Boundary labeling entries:
= = = = =

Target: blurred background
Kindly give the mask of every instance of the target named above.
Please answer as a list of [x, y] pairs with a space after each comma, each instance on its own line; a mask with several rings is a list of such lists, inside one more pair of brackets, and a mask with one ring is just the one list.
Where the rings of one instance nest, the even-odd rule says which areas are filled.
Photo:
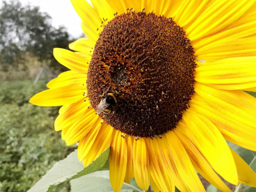
[[28, 101], [67, 70], [52, 49], [84, 37], [80, 23], [69, 0], [0, 0], [0, 191], [27, 191], [77, 147], [54, 131], [58, 107]]

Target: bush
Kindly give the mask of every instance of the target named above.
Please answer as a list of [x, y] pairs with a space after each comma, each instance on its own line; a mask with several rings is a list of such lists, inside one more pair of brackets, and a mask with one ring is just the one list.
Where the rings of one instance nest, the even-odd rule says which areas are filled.
[[54, 131], [58, 108], [28, 103], [45, 87], [43, 82], [33, 85], [28, 81], [0, 87], [0, 191], [27, 191], [73, 150]]

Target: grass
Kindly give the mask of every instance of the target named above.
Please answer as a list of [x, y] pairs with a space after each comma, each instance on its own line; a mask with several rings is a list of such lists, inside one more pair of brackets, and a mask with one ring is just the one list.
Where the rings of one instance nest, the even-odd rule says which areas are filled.
[[[28, 102], [46, 89], [29, 80], [0, 84], [0, 191], [27, 191], [74, 147], [67, 147], [54, 131], [58, 107]], [[67, 184], [58, 191], [69, 191]]]

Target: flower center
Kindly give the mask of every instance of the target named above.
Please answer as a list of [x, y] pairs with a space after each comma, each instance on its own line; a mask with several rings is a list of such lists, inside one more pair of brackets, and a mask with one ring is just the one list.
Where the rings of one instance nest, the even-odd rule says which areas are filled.
[[129, 12], [100, 34], [87, 74], [92, 106], [129, 135], [160, 136], [175, 127], [193, 91], [193, 47], [172, 18]]

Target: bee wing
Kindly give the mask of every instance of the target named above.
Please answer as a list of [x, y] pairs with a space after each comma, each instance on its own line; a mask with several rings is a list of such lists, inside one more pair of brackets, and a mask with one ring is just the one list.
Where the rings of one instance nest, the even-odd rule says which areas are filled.
[[96, 107], [96, 113], [100, 114], [110, 105], [110, 104], [107, 103], [107, 98], [102, 100], [99, 104]]

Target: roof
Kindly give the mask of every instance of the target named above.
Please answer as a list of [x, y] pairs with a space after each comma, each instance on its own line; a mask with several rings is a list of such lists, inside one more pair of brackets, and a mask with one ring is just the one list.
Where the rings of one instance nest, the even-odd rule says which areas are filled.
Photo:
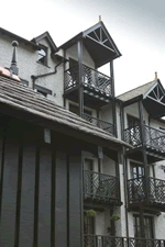
[[128, 92], [124, 92], [124, 93], [118, 96], [117, 99], [125, 102], [133, 98], [144, 96], [150, 90], [150, 88], [154, 86], [154, 83], [157, 83], [157, 80], [153, 80], [153, 81], [142, 85], [138, 88], [134, 88]]
[[7, 36], [13, 37], [13, 38], [16, 40], [18, 42], [22, 42], [22, 43], [24, 43], [24, 44], [26, 44], [26, 45], [30, 45], [30, 46], [32, 46], [32, 47], [35, 48], [35, 49], [41, 49], [41, 47], [40, 47], [38, 45], [36, 45], [36, 44], [34, 44], [33, 42], [28, 41], [28, 40], [25, 40], [25, 38], [23, 38], [23, 37], [16, 35], [16, 34], [14, 34], [14, 33], [11, 33], [11, 32], [9, 32], [8, 30], [4, 30], [4, 29], [0, 27], [0, 33], [3, 34], [3, 35], [7, 35]]
[[121, 56], [121, 53], [119, 52], [102, 21], [85, 30], [84, 32], [80, 32], [61, 45], [58, 50], [61, 48], [67, 49], [80, 40], [82, 41], [97, 67], [100, 67]]
[[130, 146], [101, 128], [91, 125], [65, 108], [37, 94], [32, 89], [2, 76], [0, 76], [0, 103], [3, 104], [3, 108], [0, 108], [1, 113], [4, 112], [8, 114], [7, 110], [9, 110], [9, 113], [16, 117], [15, 113], [19, 112], [20, 117], [23, 117], [23, 115], [26, 116], [26, 121], [30, 121], [31, 119], [33, 120], [33, 123], [42, 125], [52, 123], [52, 125], [50, 125], [51, 127], [46, 125], [46, 127], [50, 127], [51, 130], [54, 128], [55, 131], [58, 131], [61, 130], [61, 126], [64, 126], [64, 131], [69, 128], [74, 136], [76, 136], [75, 133], [77, 132], [81, 137], [84, 135], [89, 135], [92, 138], [95, 137], [95, 139], [97, 138], [101, 142], [106, 141], [109, 145], [116, 144], [118, 147], [121, 145]]
[[36, 37], [34, 37], [31, 42], [38, 43], [38, 42], [40, 42], [41, 40], [43, 40], [43, 38], [46, 38], [46, 40], [48, 41], [48, 43], [50, 43], [50, 45], [51, 45], [51, 48], [52, 48], [52, 53], [57, 52], [57, 46], [55, 45], [55, 43], [54, 43], [52, 36], [50, 35], [50, 33], [48, 33], [47, 31], [44, 32], [43, 34], [41, 34], [41, 35], [38, 35], [38, 36], [36, 36]]

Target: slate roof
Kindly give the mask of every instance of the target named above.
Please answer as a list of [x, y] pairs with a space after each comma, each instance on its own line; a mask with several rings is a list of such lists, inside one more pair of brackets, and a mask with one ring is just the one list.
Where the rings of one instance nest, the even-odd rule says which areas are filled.
[[135, 97], [139, 97], [141, 94], [145, 94], [148, 91], [148, 89], [156, 82], [157, 82], [157, 80], [153, 80], [151, 82], [142, 85], [142, 86], [138, 87], [138, 88], [134, 88], [134, 89], [132, 89], [132, 90], [130, 90], [128, 92], [124, 92], [124, 93], [118, 96], [117, 99], [125, 102], [125, 101], [131, 100], [131, 99], [133, 99]]
[[10, 78], [0, 76], [0, 103], [11, 106], [14, 111], [33, 114], [55, 123], [68, 126], [70, 130], [76, 130], [78, 133], [88, 134], [99, 137], [117, 145], [129, 146], [129, 144], [116, 138], [101, 128], [88, 123], [78, 115], [69, 112], [65, 108], [55, 104], [53, 101], [36, 93], [31, 88], [21, 85]]

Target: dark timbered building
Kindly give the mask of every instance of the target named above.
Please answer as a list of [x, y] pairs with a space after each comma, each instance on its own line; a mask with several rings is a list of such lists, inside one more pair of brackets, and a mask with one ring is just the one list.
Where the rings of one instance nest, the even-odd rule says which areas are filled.
[[165, 247], [157, 75], [116, 97], [101, 21], [59, 47], [1, 27], [0, 44], [0, 247]]

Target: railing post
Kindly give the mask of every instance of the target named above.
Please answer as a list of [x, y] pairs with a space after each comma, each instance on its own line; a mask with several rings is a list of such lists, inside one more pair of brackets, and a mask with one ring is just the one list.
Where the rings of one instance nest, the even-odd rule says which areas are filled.
[[122, 246], [123, 247], [129, 247], [129, 238], [122, 238], [123, 243], [122, 243]]
[[164, 240], [161, 240], [161, 246], [160, 247], [165, 247]]
[[84, 114], [84, 88], [82, 88], [82, 42], [78, 41], [78, 103], [79, 103], [79, 115]]

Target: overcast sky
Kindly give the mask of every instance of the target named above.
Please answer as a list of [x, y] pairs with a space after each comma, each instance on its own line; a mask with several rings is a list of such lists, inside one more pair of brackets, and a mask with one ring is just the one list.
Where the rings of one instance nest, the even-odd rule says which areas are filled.
[[153, 80], [155, 71], [165, 87], [164, 11], [164, 0], [6, 0], [0, 25], [28, 40], [48, 31], [59, 46], [101, 15], [122, 54], [114, 61], [120, 94]]

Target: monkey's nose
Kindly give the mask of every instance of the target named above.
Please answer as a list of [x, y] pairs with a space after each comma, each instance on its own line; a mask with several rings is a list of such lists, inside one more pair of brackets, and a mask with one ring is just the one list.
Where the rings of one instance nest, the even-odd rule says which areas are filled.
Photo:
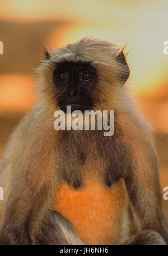
[[77, 91], [76, 89], [73, 90], [69, 90], [68, 89], [67, 90], [67, 95], [69, 97], [75, 97], [77, 95]]

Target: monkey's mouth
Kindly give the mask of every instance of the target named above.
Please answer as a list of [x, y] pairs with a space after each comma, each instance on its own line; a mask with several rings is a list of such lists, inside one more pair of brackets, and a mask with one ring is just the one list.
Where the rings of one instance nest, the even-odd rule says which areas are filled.
[[[71, 108], [68, 107], [71, 107]], [[69, 113], [69, 111], [73, 111], [74, 110], [80, 110], [84, 112], [85, 110], [91, 110], [92, 106], [85, 104], [80, 103], [67, 103], [66, 104], [60, 104], [60, 109], [64, 113]], [[68, 107], [68, 108], [67, 108]]]

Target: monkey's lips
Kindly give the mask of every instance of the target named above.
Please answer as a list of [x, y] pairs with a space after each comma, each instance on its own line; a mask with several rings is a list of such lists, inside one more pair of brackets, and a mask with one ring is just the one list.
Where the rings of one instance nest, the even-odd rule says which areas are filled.
[[69, 106], [71, 107], [71, 111], [74, 110], [80, 110], [82, 112], [84, 112], [85, 110], [91, 110], [92, 107], [86, 104], [80, 104], [80, 103], [67, 103], [67, 104], [60, 104], [60, 109], [64, 113], [67, 113], [67, 107]]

= = = = =

=== WORK INSTRUCTIONS ===
Copy out verbatim the lines from the one holding "Target: bush" through the one holding "191], [73, 150]]", both included.

=== TASK SOLUTION ===
Target: bush
Kindly give the mask of every instance of the target named above.
Please answer as a list of [x, y] pairs with a space after each comma, each instance on its own line; a mask with several rings is a list of such lists, inside one more pair of brackets, and a mask with one ring is just the one list.
Where the rings of one instance nest, the even-odd rule says which areas are filled.
[[54, 131], [58, 108], [28, 103], [45, 87], [43, 82], [33, 85], [28, 81], [0, 87], [0, 191], [27, 191], [73, 150]]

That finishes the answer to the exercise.